RECORDS SHOWN:
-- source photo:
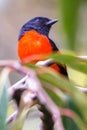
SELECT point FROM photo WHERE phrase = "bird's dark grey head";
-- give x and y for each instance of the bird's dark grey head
(40, 24)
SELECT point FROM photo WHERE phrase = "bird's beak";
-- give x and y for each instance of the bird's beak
(52, 21)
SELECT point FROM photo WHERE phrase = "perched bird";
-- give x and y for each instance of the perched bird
(34, 40)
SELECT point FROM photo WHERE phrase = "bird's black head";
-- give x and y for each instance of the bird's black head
(40, 24)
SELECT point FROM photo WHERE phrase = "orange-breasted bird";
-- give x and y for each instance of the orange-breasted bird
(34, 40)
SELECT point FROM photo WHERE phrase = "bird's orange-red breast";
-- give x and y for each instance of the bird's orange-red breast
(33, 43)
(34, 40)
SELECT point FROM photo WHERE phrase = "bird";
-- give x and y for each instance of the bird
(34, 40)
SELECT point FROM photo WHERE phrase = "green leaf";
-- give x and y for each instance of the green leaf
(69, 11)
(71, 61)
(66, 86)
(3, 108)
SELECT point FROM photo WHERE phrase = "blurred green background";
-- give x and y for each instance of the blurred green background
(14, 13)
(70, 33)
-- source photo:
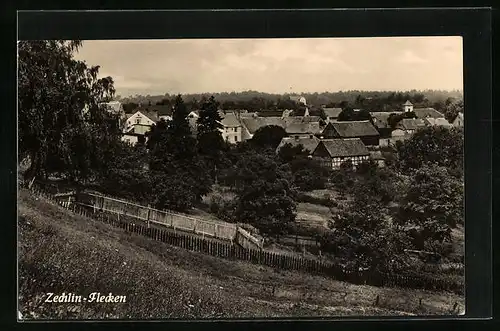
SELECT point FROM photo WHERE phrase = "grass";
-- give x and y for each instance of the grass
(62, 252)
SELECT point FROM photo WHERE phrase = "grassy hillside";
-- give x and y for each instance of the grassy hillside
(61, 252)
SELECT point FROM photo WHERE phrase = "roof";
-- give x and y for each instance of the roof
(411, 123)
(427, 112)
(376, 155)
(345, 147)
(270, 113)
(351, 129)
(460, 115)
(308, 143)
(230, 121)
(438, 122)
(332, 112)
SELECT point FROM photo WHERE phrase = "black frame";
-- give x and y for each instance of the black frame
(474, 25)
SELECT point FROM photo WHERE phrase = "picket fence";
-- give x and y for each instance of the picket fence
(258, 256)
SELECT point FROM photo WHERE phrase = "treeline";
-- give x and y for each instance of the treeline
(64, 133)
(254, 101)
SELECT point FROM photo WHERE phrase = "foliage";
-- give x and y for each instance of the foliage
(307, 174)
(208, 126)
(394, 118)
(268, 136)
(432, 205)
(265, 197)
(177, 172)
(61, 126)
(371, 100)
(438, 145)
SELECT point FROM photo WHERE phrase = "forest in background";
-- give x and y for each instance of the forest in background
(258, 101)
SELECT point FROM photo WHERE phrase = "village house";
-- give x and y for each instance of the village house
(333, 152)
(459, 120)
(250, 125)
(442, 122)
(308, 143)
(332, 114)
(363, 130)
(232, 128)
(380, 121)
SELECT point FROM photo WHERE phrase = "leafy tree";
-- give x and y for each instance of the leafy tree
(62, 129)
(349, 114)
(127, 173)
(438, 145)
(210, 140)
(265, 197)
(178, 174)
(363, 237)
(268, 136)
(452, 110)
(433, 204)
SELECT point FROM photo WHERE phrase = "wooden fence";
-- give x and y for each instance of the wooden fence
(299, 241)
(259, 256)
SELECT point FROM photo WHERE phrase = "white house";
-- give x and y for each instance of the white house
(299, 99)
(232, 128)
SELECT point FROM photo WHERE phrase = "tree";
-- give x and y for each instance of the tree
(127, 173)
(268, 136)
(264, 194)
(433, 204)
(438, 145)
(307, 174)
(62, 128)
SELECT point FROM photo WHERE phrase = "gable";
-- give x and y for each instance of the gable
(321, 150)
(329, 131)
(144, 119)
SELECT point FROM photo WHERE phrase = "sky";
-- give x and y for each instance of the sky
(157, 67)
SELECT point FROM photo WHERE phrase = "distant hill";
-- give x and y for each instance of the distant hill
(317, 99)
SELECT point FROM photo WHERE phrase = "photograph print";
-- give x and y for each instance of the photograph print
(240, 178)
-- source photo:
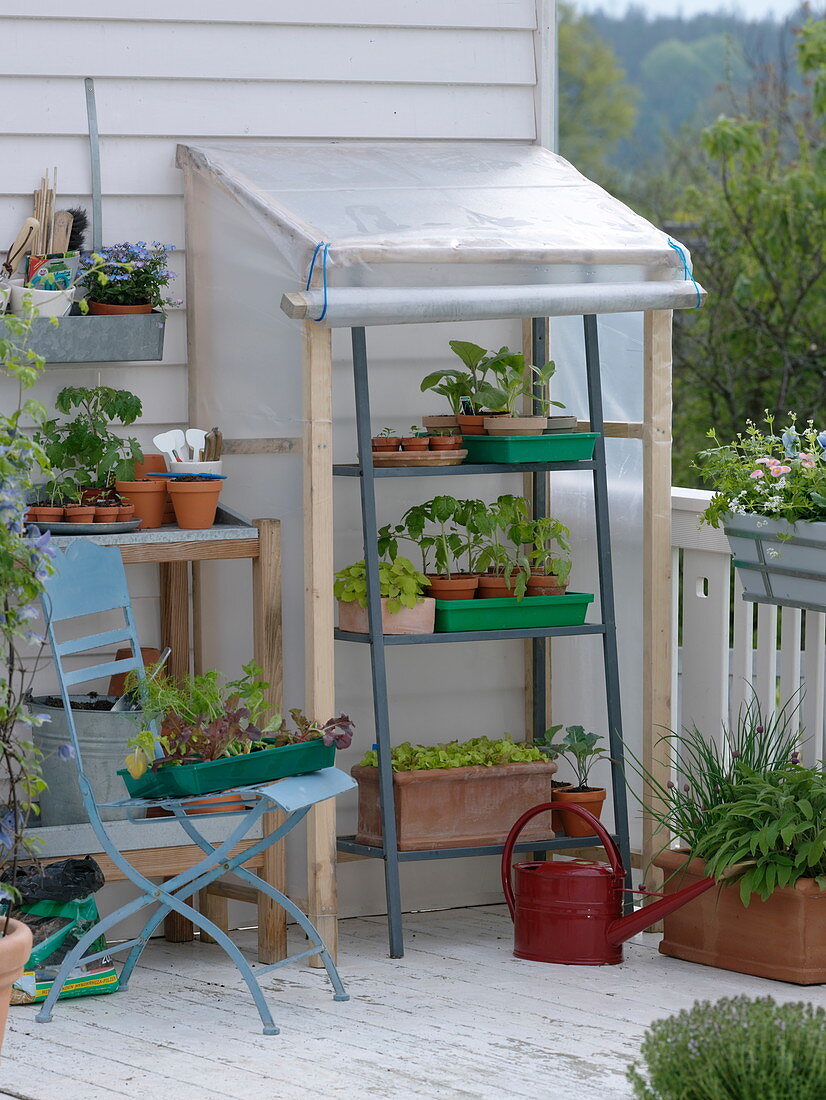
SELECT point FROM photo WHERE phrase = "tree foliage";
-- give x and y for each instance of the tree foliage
(760, 205)
(596, 103)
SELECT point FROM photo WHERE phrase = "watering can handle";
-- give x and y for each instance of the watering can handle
(616, 861)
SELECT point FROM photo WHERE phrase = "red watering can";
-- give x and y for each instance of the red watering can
(572, 912)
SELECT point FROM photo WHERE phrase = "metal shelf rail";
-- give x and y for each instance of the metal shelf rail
(377, 641)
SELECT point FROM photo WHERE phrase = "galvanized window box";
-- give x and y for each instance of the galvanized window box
(87, 339)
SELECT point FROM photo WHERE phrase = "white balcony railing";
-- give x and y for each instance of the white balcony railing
(724, 645)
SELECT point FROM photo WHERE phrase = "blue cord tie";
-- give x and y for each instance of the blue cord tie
(320, 245)
(686, 271)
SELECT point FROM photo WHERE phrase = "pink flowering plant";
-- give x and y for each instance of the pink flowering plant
(780, 475)
(130, 275)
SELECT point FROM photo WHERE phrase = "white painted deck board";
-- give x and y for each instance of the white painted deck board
(458, 1016)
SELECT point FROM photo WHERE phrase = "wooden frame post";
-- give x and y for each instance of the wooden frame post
(318, 584)
(266, 609)
(657, 569)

EXERCISE REQUIREMENTS:
All of the data needs repeating exactly, but the pictures do not.

RESULT BELOW:
-- source photo:
SELECT point FROM photo WHERE phrase = "bird's dark grey head";
-- give x and y for each instance of the bird's dark grey head
(40, 24)
SELECT point FROM photo WHERE phrase = "bird's beak";
-- give x and y for each instance of the bird's beak
(52, 21)
SELECT point FROM photo WHERE phrase = "perched bird";
-- give x and y for each instance of the perched bird
(34, 40)
SELECT point FROM photo WHERE phrase = "bird's black head";
-- give x and y for each instance of the bird's black head
(40, 24)
SELECT point FROM photo WHERE phrase = "orange-breasted bird";
-- give x and y for each instance of the orange-breasted bird
(34, 40)
SELECT point FROM photo WHERE phrase = "bird's orange-red breast";
-- give x and y for each instance of the bird's orange-red breast
(33, 43)
(34, 40)
SELECT point FROM photo WHERE phrase = "bird";
-- give x and y for each instance of the bird
(34, 40)
SELECT point FROM photo WHERE phrase = "green leaf";
-- give x and y for each instance of the green leaf
(69, 11)
(71, 61)
(66, 86)
(3, 108)
SELECT point FROM photo WHERE phrase = "blurred green background";
-- give x and y for each instance of the blurred green background
(14, 13)
(70, 33)
-- source photo:
SELECT point FROM photo WHERE phrase = "grass";
-- give x and y for each instance of the grass
(62, 252)
SELECT point FROM photo WHERE phrase = "grassy hillside";
-- give x and y for each instance of the grassy hillside
(61, 252)
SELECT point FROM photo WHERE phrase = "roof";
-- give x and y for each instance of the roof
(411, 123)
(427, 112)
(376, 155)
(345, 147)
(270, 113)
(351, 129)
(460, 115)
(308, 143)
(230, 121)
(438, 122)
(332, 112)
SELECT point FROM photo WHERE phrase = "black frame";
-- give x and y for each instance of the black frame
(474, 25)
SELECT point FROM photo WHERE phrase = "picket fence";
-- give x and y for each instance of the picket fence
(258, 256)
SELECT point FROM photo WHERE phrase = "treeline";
-- give x and y for each instance of the treeline
(64, 133)
(254, 101)
SELECT point FROM photo WHERE phrase = "foliage";
-- give x and y for each instance of the foliage
(307, 174)
(208, 126)
(394, 118)
(268, 136)
(432, 205)
(265, 197)
(177, 172)
(61, 126)
(371, 100)
(438, 145)
SELECT point FROM photo WHERE phrase = "forest in background";
-- give x and y for each instance of the forest in background
(258, 101)
SELECT point FROM photo WHERE phrase = "village house";
-- give x and y for each instance of the village house
(333, 152)
(459, 120)
(250, 125)
(442, 122)
(308, 143)
(332, 114)
(363, 130)
(232, 128)
(380, 121)
SELECT point FROM photo WHERE phrase = "leafy tree";
-- give x and y for each instance of the leafy tree
(62, 129)
(349, 114)
(127, 173)
(438, 145)
(210, 140)
(265, 197)
(178, 174)
(363, 237)
(268, 136)
(452, 110)
(433, 204)
SELECT point FROM photo WHERE phrase = "wooden fence";
-- give x and y for each instance of the wooden fence
(299, 241)
(259, 256)
SELECT point FROM photo WHERE phrase = "white house";
-- give x and y for each instance of the white house
(299, 99)
(232, 128)
SELECT point FROM photo WHERE phrase = "tree";
-- give x and y for each instance of the tree
(127, 173)
(268, 136)
(264, 194)
(433, 204)
(438, 145)
(307, 174)
(62, 128)
SELECT point FROM photo WHERE phrase = "gable";
-- give x and y for each instance of the gable
(321, 150)
(329, 131)
(144, 119)
SELECT point FROM photo WHERE phrase = "sky";
-- give x and y for each instance of the sky
(157, 67)
SELECT point FROM photo WHERE phrase = "distant hill";
-- give x and y for each instance of the distant hill
(317, 99)
SELECT point FROM photo WHERE phrase = "photograph print";
-- give x and y for each instance of the photograph print
(240, 178)
-- source photo:
SELECT point FROM photo WHERE phrase = "tree foliage";
-- give x and y for each instance of the tree foliage
(760, 205)
(596, 103)
SELECT point FROM photo WHERE phrase = "watering can handle";
-- give x and y for each instance of the watering can handle
(616, 861)
SELECT point FROM photo WHERE phrase = "red watering can";
-- give x and y for each instance of the red watering can
(572, 912)
SELECT point FROM photo WHERE phrase = "metal shelf rail";
-- give x and y for each instance of the metal shelf rail
(377, 641)
SELECT point FROM photo WHERE phrase = "galvanized window box";
-- give x and y for each instance of the galvanized window box
(87, 339)
SELECT point FROM photo WHERE phrase = "white balcony railing";
-- give x and y for each instance of the white balcony railing
(724, 645)
SELECT point FROM photo WHERE phrase = "blue cord tie";
-- give x and y for each instance of the blue cord tie
(320, 245)
(686, 271)
SELECT point FROM photo WHERE phrase = "pink flowering plant";
-- give x and y for each instance of the pink flowering plant
(780, 475)
(130, 275)
SELECT point FROM photo WHERE phrase = "white painted deck board";
-- give x and y for each instance of the white painted deck board
(458, 1016)
SELECT point FROM photo WHERE phrase = "wooden frame post";
-- give x and y for each instance of the wooden frame post
(318, 584)
(266, 609)
(657, 569)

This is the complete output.